Where a line of the material contains the string "background", copy that line.

Records shown:
━━━━━━━━━━━━━━━━━━━━━━━━━━━━━━

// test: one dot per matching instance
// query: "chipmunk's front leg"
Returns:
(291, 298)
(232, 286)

━━━━━━━━━━━━━━━━━━━━━━━━━━━━━━

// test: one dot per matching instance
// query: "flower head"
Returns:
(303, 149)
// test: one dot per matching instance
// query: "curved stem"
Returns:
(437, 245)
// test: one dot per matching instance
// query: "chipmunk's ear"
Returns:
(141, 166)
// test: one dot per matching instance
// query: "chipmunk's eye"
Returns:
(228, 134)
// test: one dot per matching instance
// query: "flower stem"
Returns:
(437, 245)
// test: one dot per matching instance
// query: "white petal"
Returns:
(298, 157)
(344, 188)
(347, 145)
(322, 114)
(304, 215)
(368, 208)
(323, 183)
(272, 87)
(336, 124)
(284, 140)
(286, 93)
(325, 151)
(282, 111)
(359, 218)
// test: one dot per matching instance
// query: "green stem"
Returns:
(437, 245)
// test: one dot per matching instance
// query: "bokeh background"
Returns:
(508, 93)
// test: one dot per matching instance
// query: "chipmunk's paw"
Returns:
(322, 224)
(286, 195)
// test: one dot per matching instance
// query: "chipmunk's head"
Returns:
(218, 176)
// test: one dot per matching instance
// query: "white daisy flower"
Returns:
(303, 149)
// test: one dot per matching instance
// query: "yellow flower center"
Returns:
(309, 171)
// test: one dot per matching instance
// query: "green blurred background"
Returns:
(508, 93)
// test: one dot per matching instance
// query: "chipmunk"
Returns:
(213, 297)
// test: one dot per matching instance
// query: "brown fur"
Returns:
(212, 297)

━━━━━━━━━━━━━━━━━━━━━━━━━━━━━━

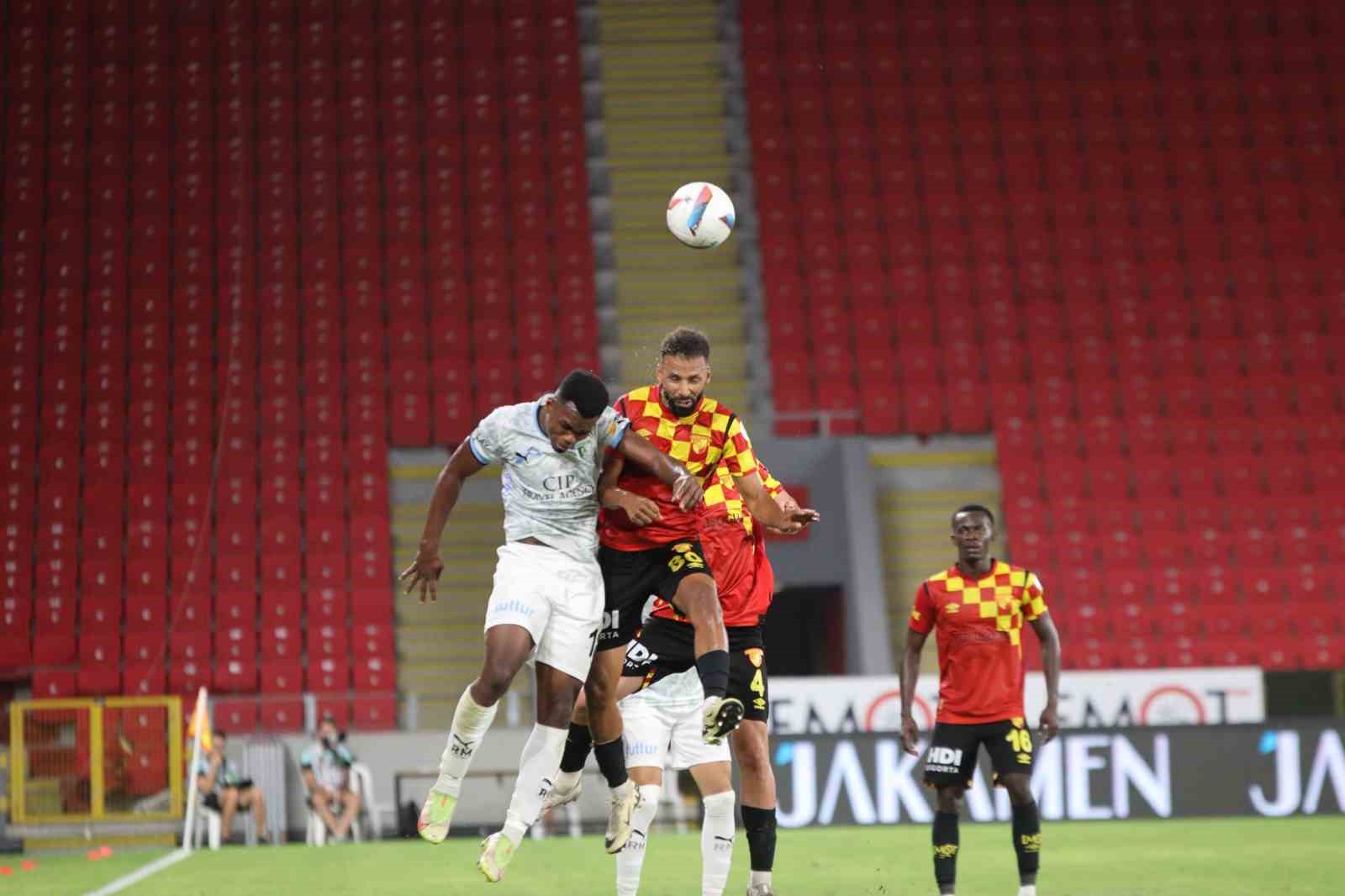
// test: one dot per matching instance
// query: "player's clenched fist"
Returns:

━━━━━━━━━━━━━━━━━━━━━━━━━━━━━━

Solution to the problem:
// query: "bokeh background"
// query: "green blurred background"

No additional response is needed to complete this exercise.